----- PÁGINA -----

Música Grabó más de treinta discos imposibles de tragar, se vistió de Minnie y de Beethoven, subastó sus propios trajes, cantó aquel himno meloso para Lady Di y vende más discos que los Beatles. Entonces, ¿por qué queremos tanto a Elton John? Porque acaba de sacar Songs from the West Coast, su disco número cuarenta, en el que vuelve a ser el que alguna vez fue (aunque nadie se acuerde).

POR RODRIGO FRESAN

Elton John es un misterio, una aberración de la naturaleza, una falla del sistema y una prueba inequívoca de que los caminos del Señor son muy pero muy inescrutables. Elton John –bautizado como Reginald Kenneth Dwight el 25 de marzo de 1947, pero renacido en 1968 como Elton Hercules John– sigue ahí sin haber hecho nada digno en demasiados años, salvo haber moqueado en los funerales globales de Versace & Di (para quien regrabó esa “Candle in the Wind” originalmente dedicada a Marilyn Monroe), hacer cantar hasta a los leones en una producción Disney, tener varios histéricos y fallidos intentos de suicidio, compartir escenario junto a los homofóbicos Axl Rose y Eminem, y hacer públicos sus dislates económicos y románticos en los tribunales. Cansado de canciones horribles y una vida más horrible todavía, Elton John –como parte de esta rentrée 2001 de monstruos sagrados que incluye a Bob Dylan, Leonard Cohen, Paul McCartney y Mick Jagger– se propuso hacer de su recién aparecido long play número 40, Songs from the West Coast, su mejor disco. Y... sorpresa: lo hizo, nomás.

TODO LO QUE NECESITO ES AMOR
“I Want Love” es el título del desgarrado y hermoso primer single que sale de Songs from the West Coast. Sonido fauxbeatle/lennon-verité a la altura de Anthology. Una humilde y soberbia canción de amor en cuyo video –brillante idea– Elton John, siempre poco afortunado a la hora del clip, es sustituido por un desencajado Robert Downey Jr. demasiado parecido a un hipotético hermano menor de Gerardo Romano y caminando por una casa vacía mientras mueve los labios sobre la voz del cantante. Una voz de Elton John casi desconocida, nueva en su sinceridad y vieja en su sonido, que recuerda a sus inicios de piano man, y que parecía extraviada desde entonces en desafortunadas mezclas pop a la hora de conseguir el hit rápido, efectivo, efímero. Una voz dolida, castigada, que se pregunta recién ahora qué hizo él para merecer eso luego de tantos blandos años duros en que fue nuestro turno de preguntarnos por qué nosotros tuvimos que soportar tanto a Elton John.

----- DATOS PROPORCIONADOS -----

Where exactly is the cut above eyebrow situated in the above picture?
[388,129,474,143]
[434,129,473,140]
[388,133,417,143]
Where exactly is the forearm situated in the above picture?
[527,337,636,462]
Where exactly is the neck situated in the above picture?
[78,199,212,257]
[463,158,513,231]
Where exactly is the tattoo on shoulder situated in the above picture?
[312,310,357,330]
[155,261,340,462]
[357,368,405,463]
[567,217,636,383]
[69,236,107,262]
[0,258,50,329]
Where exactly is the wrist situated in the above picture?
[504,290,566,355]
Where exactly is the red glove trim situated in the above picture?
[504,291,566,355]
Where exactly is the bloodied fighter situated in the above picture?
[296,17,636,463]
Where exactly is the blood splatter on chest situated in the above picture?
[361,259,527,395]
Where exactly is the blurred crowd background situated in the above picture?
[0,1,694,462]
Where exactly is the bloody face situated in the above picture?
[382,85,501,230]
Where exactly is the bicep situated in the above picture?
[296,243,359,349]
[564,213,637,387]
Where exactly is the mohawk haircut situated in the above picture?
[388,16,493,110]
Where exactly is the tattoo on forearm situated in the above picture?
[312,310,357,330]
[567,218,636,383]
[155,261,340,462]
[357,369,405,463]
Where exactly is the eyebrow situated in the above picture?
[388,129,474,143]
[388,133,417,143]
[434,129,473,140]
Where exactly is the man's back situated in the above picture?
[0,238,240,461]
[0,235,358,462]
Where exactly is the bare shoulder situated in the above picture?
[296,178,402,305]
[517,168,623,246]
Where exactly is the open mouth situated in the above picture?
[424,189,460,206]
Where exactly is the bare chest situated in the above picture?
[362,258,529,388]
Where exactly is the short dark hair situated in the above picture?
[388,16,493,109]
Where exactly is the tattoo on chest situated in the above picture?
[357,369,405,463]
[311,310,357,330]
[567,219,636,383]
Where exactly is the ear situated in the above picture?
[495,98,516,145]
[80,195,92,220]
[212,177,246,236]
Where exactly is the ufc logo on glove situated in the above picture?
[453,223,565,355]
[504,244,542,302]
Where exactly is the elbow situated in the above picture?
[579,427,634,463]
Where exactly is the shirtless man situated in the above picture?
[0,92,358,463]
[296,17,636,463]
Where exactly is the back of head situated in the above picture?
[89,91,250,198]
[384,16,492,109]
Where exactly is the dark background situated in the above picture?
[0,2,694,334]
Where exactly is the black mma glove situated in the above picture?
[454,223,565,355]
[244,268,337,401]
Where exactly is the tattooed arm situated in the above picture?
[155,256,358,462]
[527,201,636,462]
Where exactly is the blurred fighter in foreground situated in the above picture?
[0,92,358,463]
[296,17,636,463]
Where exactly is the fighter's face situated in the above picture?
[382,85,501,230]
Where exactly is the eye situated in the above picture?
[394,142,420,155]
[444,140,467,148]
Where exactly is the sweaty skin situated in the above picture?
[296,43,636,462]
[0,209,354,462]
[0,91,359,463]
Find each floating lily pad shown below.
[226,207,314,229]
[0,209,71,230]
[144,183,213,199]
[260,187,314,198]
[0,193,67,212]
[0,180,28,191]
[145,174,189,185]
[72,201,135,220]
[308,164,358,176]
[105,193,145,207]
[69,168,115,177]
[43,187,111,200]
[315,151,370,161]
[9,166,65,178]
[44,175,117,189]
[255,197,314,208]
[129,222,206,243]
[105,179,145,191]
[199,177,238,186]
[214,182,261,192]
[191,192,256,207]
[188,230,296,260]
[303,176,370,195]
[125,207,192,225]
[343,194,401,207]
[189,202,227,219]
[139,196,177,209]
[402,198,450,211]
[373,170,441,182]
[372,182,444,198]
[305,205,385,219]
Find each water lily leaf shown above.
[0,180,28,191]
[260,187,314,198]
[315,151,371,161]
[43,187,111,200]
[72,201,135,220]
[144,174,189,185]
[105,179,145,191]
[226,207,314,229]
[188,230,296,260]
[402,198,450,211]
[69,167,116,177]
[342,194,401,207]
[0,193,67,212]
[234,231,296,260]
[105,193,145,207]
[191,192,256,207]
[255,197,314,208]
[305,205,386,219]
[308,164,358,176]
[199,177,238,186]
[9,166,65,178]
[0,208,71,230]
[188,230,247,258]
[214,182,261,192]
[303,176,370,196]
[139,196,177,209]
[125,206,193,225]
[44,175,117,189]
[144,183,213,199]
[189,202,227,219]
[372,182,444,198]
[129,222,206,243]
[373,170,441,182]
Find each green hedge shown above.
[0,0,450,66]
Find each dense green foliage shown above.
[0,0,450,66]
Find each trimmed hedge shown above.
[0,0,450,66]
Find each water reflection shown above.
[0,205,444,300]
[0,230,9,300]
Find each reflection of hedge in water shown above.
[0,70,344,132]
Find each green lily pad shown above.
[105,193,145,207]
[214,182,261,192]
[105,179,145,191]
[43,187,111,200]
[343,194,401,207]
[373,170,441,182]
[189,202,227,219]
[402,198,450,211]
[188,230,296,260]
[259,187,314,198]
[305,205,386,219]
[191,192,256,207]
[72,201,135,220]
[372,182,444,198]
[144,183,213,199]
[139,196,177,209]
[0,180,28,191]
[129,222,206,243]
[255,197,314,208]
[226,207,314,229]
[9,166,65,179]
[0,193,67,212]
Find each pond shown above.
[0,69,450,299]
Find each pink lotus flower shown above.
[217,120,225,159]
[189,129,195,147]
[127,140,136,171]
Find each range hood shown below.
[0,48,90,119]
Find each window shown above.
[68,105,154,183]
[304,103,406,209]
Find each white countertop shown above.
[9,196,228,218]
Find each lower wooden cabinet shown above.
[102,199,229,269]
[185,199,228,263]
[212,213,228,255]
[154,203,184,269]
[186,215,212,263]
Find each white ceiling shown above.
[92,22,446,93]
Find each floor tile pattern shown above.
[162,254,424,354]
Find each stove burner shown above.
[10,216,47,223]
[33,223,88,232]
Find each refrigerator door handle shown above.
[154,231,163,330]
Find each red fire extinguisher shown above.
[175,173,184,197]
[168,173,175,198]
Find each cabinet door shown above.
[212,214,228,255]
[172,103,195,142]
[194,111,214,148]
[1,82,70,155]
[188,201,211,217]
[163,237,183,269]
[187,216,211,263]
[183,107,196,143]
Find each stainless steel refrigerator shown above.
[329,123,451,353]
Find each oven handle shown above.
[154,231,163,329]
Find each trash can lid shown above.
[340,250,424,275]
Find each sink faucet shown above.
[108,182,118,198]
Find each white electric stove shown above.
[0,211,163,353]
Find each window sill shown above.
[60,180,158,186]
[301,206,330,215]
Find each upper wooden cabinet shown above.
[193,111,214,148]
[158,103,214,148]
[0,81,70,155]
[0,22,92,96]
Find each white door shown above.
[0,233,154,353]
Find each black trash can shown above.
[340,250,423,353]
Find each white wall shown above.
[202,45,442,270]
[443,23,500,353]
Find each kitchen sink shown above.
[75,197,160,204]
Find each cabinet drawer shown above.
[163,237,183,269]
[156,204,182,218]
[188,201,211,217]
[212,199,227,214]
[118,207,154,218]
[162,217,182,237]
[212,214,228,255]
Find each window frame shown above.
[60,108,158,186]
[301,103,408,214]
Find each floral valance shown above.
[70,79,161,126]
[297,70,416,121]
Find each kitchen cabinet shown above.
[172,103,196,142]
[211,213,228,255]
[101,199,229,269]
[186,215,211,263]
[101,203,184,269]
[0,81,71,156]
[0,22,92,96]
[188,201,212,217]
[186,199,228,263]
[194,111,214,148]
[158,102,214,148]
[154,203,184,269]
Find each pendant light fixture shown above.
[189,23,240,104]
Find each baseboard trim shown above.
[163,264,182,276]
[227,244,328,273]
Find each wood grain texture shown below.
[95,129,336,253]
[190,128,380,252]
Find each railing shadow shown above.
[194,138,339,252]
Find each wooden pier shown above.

-----

TAREA 1:
Responde estas preguntas sobre el artículo sobre Elton John:
(a) ¿Con qué nombre fue bautizado Elton John y en qué fecha?
(b) ¿Qué número ocupa Songs from the West Coast entre sus discos?
(c) ¿Quién sustituye a Elton John en el video de "I Want Love"?
TAREA 2: ¿Cómo resumirías el artículo sobre Elton John en dos oraciones?
TAREA 3: Además de Elton John, ¿qué músicos menciona el artículo sobre Elton John como parte de la rentrée 2001 de monstruos sagrados? Enuméralos todos.

RESPUESTA CORRECTA 1:
(a) Reginald Kenneth Dwight, el 25 de marzo de 1947.
(b) Es su disco número cuarenta.
(c) Robert Downey Jr.

RESPUESTA CORRECTA 2: Elton John, bautizado como Reginald Kenneth Dwight en 1947, pasó demasiados años sin hacer nada digno, pero se propuso que Songs from the West Coast, su disco número 40, fuera su mejor disco, y lo logró. Su primer single, "I Want Love", es una canción de amor desgarrada y hermosa en la que reaparece una voz sincera que recuerda a sus inicios de piano man.

RESPUESTA CORRECTA 3:
Bob Dylan
Leonard Cohen
Paul McCartney
Mick Jagger